(WHAT THE EXERCISE ASKS):
Pick out every line below that contains the word "taillight" and copy each one. Match case exactly.

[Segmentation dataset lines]
* * *

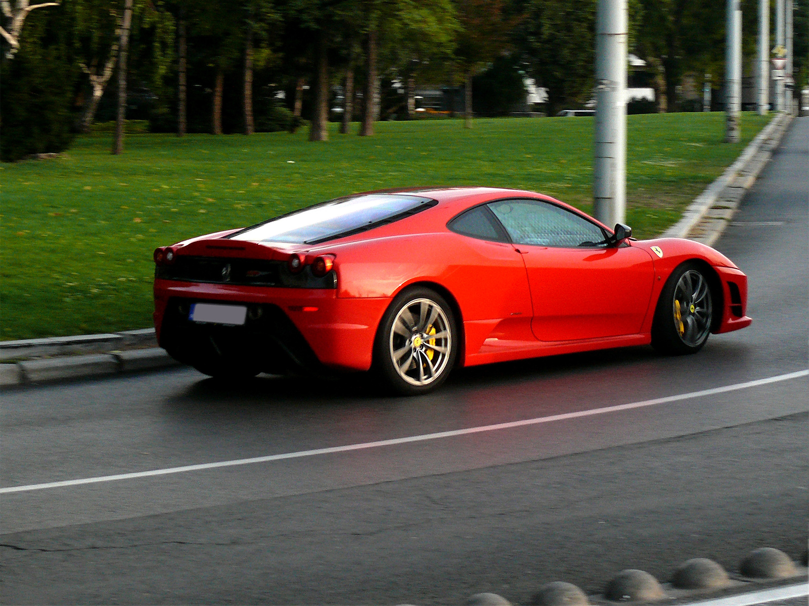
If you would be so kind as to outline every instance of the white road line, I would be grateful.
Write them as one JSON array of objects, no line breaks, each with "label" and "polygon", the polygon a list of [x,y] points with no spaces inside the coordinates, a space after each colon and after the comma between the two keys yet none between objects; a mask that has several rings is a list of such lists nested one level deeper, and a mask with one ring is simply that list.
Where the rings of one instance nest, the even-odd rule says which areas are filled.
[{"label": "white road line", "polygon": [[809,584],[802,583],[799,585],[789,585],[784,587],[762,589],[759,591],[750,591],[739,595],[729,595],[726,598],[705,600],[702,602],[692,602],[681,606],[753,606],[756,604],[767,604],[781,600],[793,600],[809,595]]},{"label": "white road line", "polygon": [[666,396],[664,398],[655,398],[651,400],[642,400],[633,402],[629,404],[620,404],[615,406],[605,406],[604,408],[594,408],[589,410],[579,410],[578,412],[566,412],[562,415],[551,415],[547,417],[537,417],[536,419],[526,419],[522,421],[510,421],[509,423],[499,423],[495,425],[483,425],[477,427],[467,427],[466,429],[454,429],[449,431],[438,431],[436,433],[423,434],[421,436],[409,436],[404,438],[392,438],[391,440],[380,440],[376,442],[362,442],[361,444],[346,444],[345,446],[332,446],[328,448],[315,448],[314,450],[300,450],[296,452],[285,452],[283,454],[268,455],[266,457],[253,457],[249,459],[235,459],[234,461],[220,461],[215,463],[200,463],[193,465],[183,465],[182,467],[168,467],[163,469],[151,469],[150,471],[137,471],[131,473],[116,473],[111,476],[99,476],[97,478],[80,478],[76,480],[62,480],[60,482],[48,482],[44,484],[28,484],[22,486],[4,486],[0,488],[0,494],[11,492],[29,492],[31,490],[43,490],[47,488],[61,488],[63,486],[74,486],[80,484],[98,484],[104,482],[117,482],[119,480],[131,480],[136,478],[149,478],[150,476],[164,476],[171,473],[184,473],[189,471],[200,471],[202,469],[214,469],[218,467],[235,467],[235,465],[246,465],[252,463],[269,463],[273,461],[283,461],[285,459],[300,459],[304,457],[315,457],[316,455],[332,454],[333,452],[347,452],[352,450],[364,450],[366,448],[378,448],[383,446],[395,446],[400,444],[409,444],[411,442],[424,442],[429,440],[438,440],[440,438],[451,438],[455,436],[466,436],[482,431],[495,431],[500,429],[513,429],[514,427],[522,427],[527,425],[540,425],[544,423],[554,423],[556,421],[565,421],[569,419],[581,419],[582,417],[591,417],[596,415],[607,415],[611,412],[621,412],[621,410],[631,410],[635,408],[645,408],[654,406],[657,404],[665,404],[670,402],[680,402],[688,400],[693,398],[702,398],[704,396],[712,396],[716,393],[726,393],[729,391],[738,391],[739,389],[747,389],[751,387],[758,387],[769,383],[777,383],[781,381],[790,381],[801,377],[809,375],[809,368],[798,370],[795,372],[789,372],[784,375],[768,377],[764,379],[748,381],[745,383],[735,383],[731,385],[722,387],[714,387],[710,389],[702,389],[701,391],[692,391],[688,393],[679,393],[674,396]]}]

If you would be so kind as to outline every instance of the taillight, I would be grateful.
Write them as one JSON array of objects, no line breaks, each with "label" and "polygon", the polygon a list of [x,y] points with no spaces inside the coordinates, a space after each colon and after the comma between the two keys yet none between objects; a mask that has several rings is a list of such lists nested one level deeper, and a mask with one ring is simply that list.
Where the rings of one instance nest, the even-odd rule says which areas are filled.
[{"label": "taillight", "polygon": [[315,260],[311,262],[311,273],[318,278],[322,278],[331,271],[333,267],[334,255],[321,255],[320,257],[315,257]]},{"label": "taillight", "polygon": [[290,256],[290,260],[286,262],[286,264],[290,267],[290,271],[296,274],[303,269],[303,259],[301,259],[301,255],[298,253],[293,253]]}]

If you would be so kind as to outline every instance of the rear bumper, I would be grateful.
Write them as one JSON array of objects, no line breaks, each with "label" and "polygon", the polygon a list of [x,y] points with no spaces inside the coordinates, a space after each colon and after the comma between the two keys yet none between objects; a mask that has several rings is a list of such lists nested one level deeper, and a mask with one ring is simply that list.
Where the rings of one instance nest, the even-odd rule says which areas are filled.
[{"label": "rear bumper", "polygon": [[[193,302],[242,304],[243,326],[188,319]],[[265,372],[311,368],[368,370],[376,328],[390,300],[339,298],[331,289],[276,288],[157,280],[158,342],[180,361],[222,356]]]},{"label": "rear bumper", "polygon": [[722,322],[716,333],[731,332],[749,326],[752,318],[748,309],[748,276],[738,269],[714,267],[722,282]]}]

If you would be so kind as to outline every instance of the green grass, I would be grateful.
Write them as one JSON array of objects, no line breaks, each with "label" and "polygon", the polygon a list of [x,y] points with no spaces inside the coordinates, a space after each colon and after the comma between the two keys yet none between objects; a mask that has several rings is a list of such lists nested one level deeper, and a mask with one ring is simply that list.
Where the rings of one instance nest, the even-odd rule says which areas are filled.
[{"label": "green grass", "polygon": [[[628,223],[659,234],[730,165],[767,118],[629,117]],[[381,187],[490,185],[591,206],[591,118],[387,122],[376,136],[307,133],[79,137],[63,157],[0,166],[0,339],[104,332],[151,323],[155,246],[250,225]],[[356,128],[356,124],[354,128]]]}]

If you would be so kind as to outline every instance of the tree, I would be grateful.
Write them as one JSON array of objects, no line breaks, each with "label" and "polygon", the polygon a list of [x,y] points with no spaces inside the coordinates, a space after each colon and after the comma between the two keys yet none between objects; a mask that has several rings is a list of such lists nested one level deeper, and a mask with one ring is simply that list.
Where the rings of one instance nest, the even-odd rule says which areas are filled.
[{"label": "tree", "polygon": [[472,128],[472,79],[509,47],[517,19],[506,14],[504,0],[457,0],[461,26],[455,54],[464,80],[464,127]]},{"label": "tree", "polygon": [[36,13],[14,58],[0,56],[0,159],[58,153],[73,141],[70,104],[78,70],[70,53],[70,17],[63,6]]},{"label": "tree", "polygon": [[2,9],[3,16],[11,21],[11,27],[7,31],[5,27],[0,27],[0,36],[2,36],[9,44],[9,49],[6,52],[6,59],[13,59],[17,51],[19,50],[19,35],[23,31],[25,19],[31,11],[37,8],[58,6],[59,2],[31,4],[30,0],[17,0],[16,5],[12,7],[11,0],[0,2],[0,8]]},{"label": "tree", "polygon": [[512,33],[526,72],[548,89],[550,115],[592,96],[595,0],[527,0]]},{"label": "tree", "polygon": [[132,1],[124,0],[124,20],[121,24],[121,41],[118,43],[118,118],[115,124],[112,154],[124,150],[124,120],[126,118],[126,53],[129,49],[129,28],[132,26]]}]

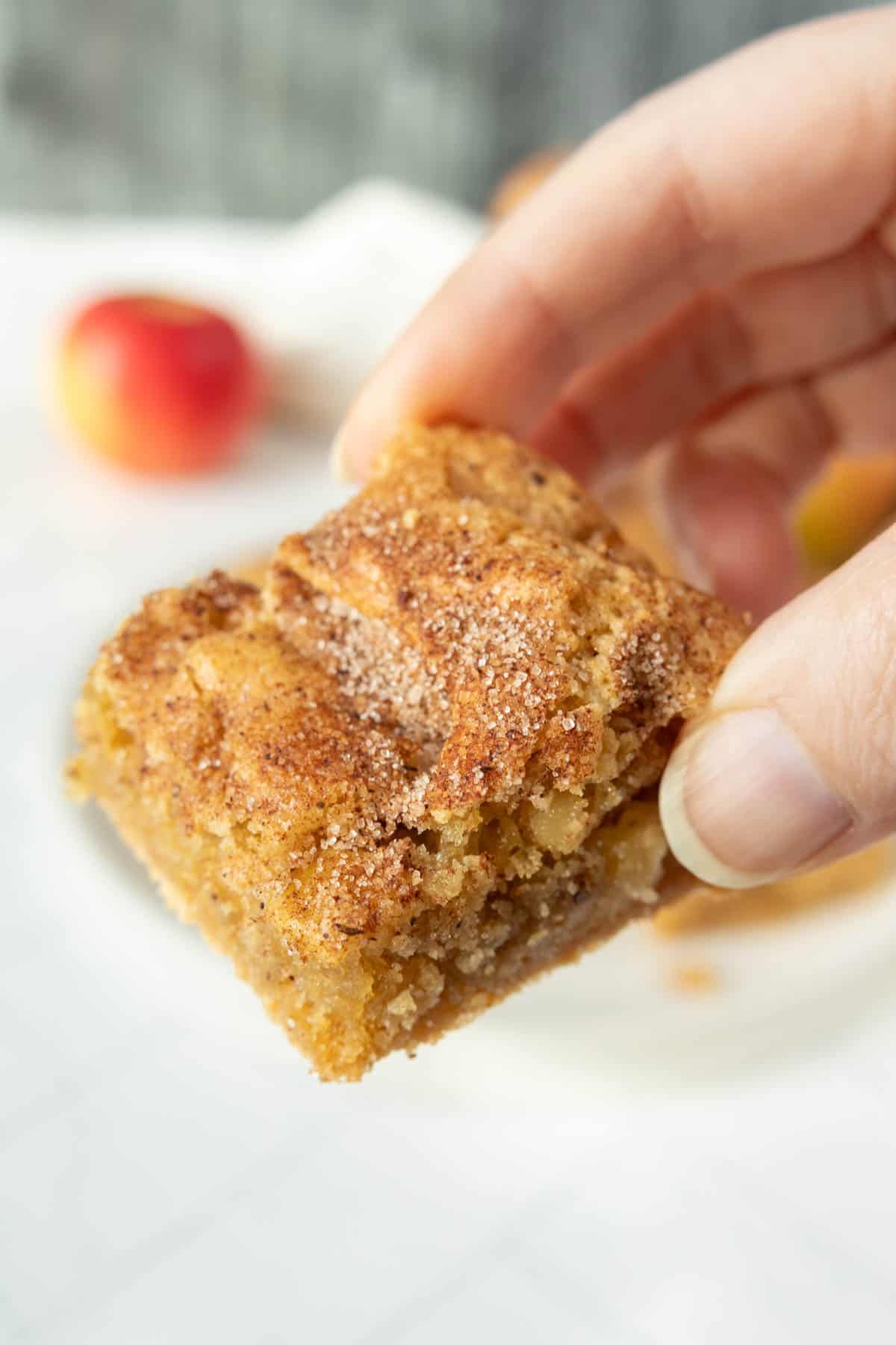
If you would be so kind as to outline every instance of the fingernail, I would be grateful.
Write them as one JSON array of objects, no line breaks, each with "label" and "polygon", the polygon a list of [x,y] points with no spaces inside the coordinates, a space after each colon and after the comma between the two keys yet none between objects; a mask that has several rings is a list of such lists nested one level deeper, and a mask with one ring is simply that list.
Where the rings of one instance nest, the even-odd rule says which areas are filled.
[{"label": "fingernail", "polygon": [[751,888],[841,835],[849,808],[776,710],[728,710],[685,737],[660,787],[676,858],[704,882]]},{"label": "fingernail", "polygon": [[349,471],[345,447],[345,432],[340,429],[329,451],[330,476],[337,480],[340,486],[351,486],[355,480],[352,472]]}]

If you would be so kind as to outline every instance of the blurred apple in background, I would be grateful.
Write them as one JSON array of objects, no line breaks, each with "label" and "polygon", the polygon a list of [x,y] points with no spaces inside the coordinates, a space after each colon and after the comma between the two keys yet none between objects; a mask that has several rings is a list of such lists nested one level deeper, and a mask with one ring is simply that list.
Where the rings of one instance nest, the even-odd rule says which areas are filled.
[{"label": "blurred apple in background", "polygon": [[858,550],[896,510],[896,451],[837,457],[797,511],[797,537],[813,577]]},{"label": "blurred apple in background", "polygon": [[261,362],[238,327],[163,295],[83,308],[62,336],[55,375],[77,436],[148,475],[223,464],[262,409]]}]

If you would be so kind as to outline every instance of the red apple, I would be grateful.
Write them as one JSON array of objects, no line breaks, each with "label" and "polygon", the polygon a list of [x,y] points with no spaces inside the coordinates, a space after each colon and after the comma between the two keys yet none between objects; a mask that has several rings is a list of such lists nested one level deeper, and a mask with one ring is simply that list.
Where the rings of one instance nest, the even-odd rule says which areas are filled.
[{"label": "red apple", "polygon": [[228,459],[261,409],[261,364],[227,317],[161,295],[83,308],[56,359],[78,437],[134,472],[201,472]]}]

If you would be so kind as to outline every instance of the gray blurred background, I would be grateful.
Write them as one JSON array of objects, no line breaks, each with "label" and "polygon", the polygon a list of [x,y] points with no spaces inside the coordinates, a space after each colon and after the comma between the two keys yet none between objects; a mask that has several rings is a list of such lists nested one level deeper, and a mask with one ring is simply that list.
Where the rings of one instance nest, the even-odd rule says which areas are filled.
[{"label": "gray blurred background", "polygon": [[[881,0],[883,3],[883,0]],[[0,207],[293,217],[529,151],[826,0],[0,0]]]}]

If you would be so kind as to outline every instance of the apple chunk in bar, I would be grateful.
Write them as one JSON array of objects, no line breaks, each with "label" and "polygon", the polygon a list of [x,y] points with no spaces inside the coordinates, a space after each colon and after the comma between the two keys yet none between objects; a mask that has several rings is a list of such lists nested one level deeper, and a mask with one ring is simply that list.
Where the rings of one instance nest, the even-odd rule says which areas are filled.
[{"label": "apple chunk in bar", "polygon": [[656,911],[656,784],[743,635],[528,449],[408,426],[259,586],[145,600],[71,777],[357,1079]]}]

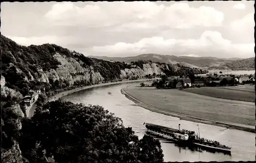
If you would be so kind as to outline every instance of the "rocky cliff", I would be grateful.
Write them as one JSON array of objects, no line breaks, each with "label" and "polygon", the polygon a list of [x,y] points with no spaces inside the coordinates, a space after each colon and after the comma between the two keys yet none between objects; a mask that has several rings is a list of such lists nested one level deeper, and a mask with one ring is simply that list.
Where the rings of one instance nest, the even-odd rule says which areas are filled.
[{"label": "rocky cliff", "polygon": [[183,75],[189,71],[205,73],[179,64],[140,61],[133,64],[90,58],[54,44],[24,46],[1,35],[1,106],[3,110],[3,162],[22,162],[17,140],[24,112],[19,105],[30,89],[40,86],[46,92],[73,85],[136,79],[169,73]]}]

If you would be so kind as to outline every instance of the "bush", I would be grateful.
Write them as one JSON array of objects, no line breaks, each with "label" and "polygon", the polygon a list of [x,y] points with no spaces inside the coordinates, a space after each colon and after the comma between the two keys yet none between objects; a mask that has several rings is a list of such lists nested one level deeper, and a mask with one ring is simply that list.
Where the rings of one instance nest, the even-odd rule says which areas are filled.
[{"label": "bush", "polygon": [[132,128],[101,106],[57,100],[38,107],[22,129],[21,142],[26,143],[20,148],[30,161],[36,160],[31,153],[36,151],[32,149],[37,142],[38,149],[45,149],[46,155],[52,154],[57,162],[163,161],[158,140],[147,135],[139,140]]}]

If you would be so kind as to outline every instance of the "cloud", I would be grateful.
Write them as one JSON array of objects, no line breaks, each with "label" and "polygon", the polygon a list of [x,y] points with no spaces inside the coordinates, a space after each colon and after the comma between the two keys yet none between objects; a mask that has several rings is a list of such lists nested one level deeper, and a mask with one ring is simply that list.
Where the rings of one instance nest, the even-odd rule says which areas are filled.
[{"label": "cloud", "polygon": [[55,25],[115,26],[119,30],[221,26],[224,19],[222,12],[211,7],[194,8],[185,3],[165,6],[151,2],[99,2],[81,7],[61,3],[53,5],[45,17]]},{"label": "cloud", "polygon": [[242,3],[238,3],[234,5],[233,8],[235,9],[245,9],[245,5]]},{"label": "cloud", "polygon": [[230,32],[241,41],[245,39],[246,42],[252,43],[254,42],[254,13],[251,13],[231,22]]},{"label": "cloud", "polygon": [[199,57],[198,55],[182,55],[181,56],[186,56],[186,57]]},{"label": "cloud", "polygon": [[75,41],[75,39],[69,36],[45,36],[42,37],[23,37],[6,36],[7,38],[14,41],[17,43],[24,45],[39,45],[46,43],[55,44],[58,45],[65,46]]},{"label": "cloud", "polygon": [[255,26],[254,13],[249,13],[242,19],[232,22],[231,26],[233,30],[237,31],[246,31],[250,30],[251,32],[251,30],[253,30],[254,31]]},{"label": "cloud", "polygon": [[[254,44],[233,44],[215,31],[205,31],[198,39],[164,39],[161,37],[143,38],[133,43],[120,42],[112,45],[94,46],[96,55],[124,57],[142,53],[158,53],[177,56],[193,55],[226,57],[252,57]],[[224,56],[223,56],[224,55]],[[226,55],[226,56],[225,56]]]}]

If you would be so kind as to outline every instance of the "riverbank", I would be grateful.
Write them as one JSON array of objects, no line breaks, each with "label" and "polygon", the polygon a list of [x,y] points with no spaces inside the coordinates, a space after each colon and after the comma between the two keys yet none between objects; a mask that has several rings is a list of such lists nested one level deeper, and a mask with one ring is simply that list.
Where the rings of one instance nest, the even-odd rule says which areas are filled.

* * *

(SOLUTION TO THE PROBLEM):
If you would be so kind as to outline every instance of the taillight, I would be grateful.
[{"label": "taillight", "polygon": [[315,260],[311,262],[311,273],[318,278],[322,278],[331,271],[333,267],[334,255],[321,255],[320,257],[315,257]]},{"label": "taillight", "polygon": [[290,256],[290,260],[286,262],[286,264],[290,267],[290,271],[296,274],[303,269],[303,259],[301,259],[301,255],[298,253],[293,253]]}]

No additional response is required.